» **What needs to be done**
Nothing in the records should differ when you write them out again.

Referring expression data
◇ ◇ ◇

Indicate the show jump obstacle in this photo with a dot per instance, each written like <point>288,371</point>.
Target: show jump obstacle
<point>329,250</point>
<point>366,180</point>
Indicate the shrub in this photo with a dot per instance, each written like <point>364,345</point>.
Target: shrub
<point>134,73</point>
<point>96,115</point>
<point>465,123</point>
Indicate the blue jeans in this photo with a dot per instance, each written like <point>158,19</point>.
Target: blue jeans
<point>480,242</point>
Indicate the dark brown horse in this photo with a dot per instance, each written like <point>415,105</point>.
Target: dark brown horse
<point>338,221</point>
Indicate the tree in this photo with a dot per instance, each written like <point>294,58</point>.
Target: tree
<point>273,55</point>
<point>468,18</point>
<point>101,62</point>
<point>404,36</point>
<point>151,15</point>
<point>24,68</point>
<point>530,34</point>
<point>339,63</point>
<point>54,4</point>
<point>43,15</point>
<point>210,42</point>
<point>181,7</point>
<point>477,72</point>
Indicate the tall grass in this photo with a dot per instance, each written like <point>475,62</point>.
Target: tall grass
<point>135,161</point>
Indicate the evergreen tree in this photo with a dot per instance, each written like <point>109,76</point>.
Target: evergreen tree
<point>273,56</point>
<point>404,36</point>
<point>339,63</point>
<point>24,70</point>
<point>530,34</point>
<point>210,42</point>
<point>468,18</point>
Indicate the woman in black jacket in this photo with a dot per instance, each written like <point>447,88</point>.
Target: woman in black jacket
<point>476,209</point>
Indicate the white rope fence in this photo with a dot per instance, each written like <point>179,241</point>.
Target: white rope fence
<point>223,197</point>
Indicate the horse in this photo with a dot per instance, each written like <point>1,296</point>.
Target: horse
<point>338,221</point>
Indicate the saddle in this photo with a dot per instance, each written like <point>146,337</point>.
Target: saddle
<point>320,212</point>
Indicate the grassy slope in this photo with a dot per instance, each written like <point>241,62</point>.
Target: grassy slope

◇ ◇ ◇

» **Finished exercise**
Indicate the show jump obstacle in this photo with a dot per instance, each written like <point>288,371</point>.
Target: show jump obstacle
<point>329,250</point>
<point>366,180</point>
Indicate the shrub in this photo with a dot per instance, each written like <point>364,345</point>.
Target: shrub
<point>134,73</point>
<point>96,115</point>
<point>465,123</point>
Indicate the blue jeans in this photo with a dot per instance, each written like <point>158,19</point>.
Target: blue jeans
<point>480,242</point>
Indicate the dark brown horse in this photo with a dot per instance, each written like <point>415,105</point>.
Target: dark brown horse
<point>338,221</point>
Indicate the tree in this photo with a dot per instance, each written like <point>294,58</point>.
Target: tree
<point>273,55</point>
<point>468,18</point>
<point>101,62</point>
<point>404,36</point>
<point>151,15</point>
<point>24,68</point>
<point>530,34</point>
<point>339,63</point>
<point>54,4</point>
<point>43,15</point>
<point>210,42</point>
<point>181,7</point>
<point>477,72</point>
Indicate the tall grass in this photo with a dot per instance, each written like <point>475,62</point>.
Target: tall grass
<point>135,161</point>
Indicate the evergreen tree in this photo with a dot per instance, each written like <point>109,76</point>.
Target: evergreen tree
<point>273,56</point>
<point>404,36</point>
<point>339,63</point>
<point>24,70</point>
<point>530,34</point>
<point>210,42</point>
<point>468,18</point>
Indicate the woman in black jacket in this photo with a dot per instance, each written like <point>447,88</point>.
Target: woman in black jacket
<point>476,209</point>
Indicate the white rope fence in this photo with a dot per instance, each written like <point>179,241</point>.
Target: white rope fence
<point>223,197</point>
Indicate the horse in this photo with a dot per instance, each written like <point>1,296</point>.
Target: horse
<point>338,221</point>
Indicate the saddle in this photo with a dot per instance, each written like <point>146,337</point>.
Target: saddle
<point>320,212</point>
Indicate the grassy slope in this photo with a dot per instance, each written like <point>241,62</point>.
Target: grassy slope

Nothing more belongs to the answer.